Position identification records:
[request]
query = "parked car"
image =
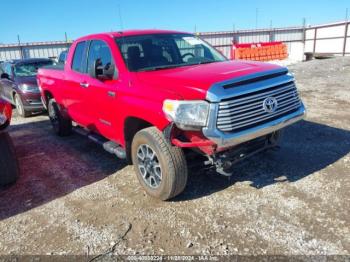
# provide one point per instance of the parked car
(18, 84)
(9, 169)
(62, 57)
(155, 97)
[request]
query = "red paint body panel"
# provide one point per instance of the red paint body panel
(6, 110)
(137, 94)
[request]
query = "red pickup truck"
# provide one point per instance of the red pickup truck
(157, 97)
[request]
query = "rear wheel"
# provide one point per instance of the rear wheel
(20, 108)
(61, 123)
(8, 161)
(161, 168)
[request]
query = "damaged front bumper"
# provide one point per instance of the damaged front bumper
(226, 140)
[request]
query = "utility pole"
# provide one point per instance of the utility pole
(19, 46)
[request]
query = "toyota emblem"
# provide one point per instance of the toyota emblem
(270, 104)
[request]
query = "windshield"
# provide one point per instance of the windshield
(31, 68)
(161, 51)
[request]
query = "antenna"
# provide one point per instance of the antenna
(120, 17)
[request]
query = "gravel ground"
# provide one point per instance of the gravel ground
(74, 198)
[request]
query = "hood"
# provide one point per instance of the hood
(193, 82)
(29, 80)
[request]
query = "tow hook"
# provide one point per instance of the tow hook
(224, 162)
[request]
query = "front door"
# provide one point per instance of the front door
(102, 93)
(7, 84)
(76, 87)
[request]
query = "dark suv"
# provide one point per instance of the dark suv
(18, 84)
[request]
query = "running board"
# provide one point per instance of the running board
(110, 146)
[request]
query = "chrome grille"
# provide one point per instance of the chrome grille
(246, 111)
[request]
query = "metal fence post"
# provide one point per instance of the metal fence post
(315, 40)
(345, 37)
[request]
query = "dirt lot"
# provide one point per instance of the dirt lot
(74, 198)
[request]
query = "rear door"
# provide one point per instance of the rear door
(102, 93)
(76, 85)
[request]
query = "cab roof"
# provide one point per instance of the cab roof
(134, 32)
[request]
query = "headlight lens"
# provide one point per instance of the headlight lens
(29, 89)
(3, 119)
(188, 115)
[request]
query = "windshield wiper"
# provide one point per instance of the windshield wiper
(154, 68)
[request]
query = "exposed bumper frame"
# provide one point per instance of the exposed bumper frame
(224, 140)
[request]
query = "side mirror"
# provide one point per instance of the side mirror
(5, 76)
(101, 72)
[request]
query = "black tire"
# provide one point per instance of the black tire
(170, 159)
(8, 161)
(61, 123)
(20, 108)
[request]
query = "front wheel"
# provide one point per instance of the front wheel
(161, 168)
(20, 108)
(9, 168)
(61, 123)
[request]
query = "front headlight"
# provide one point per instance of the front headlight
(29, 89)
(3, 119)
(187, 115)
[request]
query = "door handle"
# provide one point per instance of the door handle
(111, 93)
(84, 85)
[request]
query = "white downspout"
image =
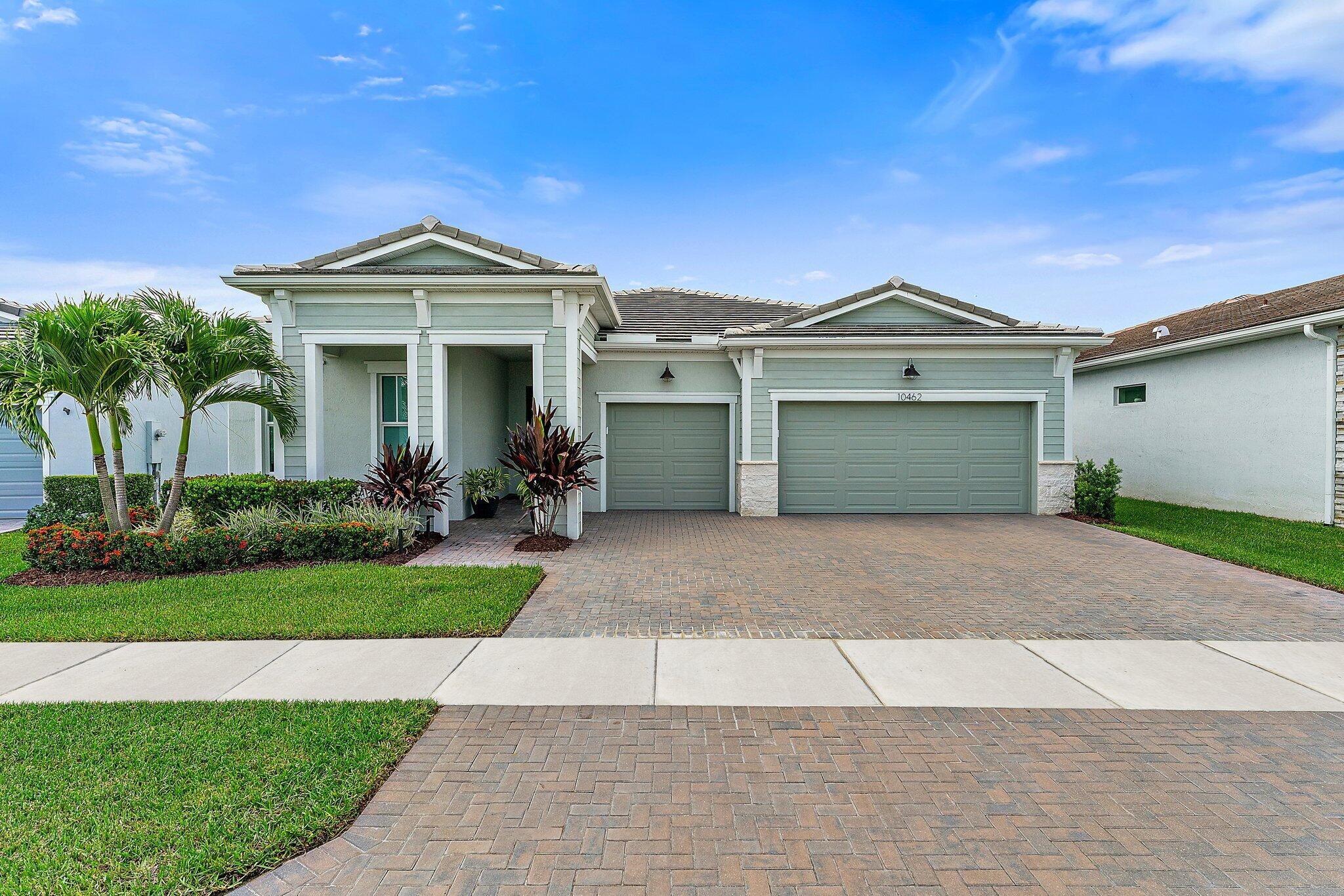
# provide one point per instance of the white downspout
(1309, 332)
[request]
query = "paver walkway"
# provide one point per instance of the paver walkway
(1133, 675)
(501, 800)
(706, 574)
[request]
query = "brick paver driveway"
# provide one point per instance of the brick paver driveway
(892, 577)
(754, 801)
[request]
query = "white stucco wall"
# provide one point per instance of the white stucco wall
(1242, 428)
(222, 442)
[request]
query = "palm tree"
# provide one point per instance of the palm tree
(201, 357)
(89, 351)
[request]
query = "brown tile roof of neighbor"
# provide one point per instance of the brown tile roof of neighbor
(671, 311)
(427, 225)
(1227, 316)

GOAL: Print the full listing exactly, dropping the pictures.

ANSWER TO THE PROBLEM:
[request]
query = "parked car"
image =
# provide one point per instance of the parked car
(18, 84)
(9, 169)
(62, 57)
(155, 97)
[request]
query = "red paint body panel"
# provide one point per instance of the red paint body panel
(6, 110)
(137, 94)
[request]
query = "red pickup truck"
# provide one point per instance of the red pickup truck
(157, 97)
[request]
query = "rear wheel"
# provide one point per instance of the rear wheel
(20, 108)
(61, 123)
(8, 161)
(161, 168)
[request]
query = "damaged front bumper"
# provide one point per instance of the damaged front bumper
(226, 140)
[request]
query = "utility pole"
# provide one point per instance of the utility pole
(19, 46)
[request]
query = "toyota emblem"
# provide one point per instance of the toyota emblem
(270, 104)
[request]
query = "windshield"
# provide one point per instance of the windshield
(31, 68)
(161, 51)
[request]
query = "antenna"
# provide one point per instance of the antenna
(120, 17)
[request]
query = "gravel ground"
# provide one point per instance of the gravel ground
(74, 198)
[request]
query = "hood"
# provide one point per instance of the hood
(193, 82)
(29, 80)
[request]
query = "tow hook"
# provide one point per instance of the tow hook
(224, 162)
[request]
query = "front door"
# provide one point per instance of the front door
(102, 93)
(7, 84)
(76, 87)
[request]
query = "dark suv"
# provide one point per instance of the dark suv
(18, 84)
[request]
query = "running board"
# provide one point per instance of the running board
(110, 146)
[request]
query = "chrome grille"
# provide one point per instance of the chrome grille
(246, 111)
[request]
query = "metal fence post"
# provide one point per instance of the metal fence post
(315, 40)
(345, 37)
[request]
query = "dirt lot"
# provide one point per instance of the dirt lot
(74, 198)
[request]
query = "rear door"
# provide one point per instance of the rear door
(102, 93)
(76, 85)
[request]
query = "cab roof"
# provide one point per instance of the cab roof
(134, 32)
[request]
query = "headlight lens"
# provide one point per instance of the headlight lens
(29, 89)
(3, 119)
(188, 115)
[request]
query = "windshield wiper"
# provide one point per instance of the windshield wiper
(154, 68)
[request]
query = "exposed bumper frame"
# provide one point per instance of the exposed bumper frame
(224, 140)
[request]
query = "side mirror"
# provide one point per instance of the side mirror
(5, 76)
(101, 72)
[request]
query = "black tire"
# provide one point per instance of the black tire
(170, 159)
(8, 161)
(61, 123)
(20, 108)
[request]
query = "front wheel"
# provide one point per instance of the front wheel
(161, 168)
(20, 108)
(9, 168)
(61, 123)
[request]
query = "front headlight"
# provide one point per instance of the front headlight
(29, 89)
(3, 119)
(187, 115)
[request]
query = "door handle"
# provide one point per instance of the door handle
(111, 93)
(84, 85)
[request]
query = "white downspout"
image =
# provide one point per instance of the white downspout
(1309, 332)
[request]
query = "paver walkway"
# provide one point per instance of the paver walkway
(1133, 675)
(501, 800)
(706, 574)
[request]
query = "brick paver driveway"
# provide one point per instance of the brick paver driveway
(892, 577)
(754, 801)
[request]
query = "white stucco wall"
# provide one point per instance of the white stucco wall
(1242, 428)
(222, 442)
[request]
query = "palm tree"
# provide one point per instance of the palm tree
(201, 357)
(89, 351)
[request]
query = "brown tile roof of neighbor"
# provide one point per instance of the brown tile roof of neighbor
(671, 311)
(427, 225)
(1227, 316)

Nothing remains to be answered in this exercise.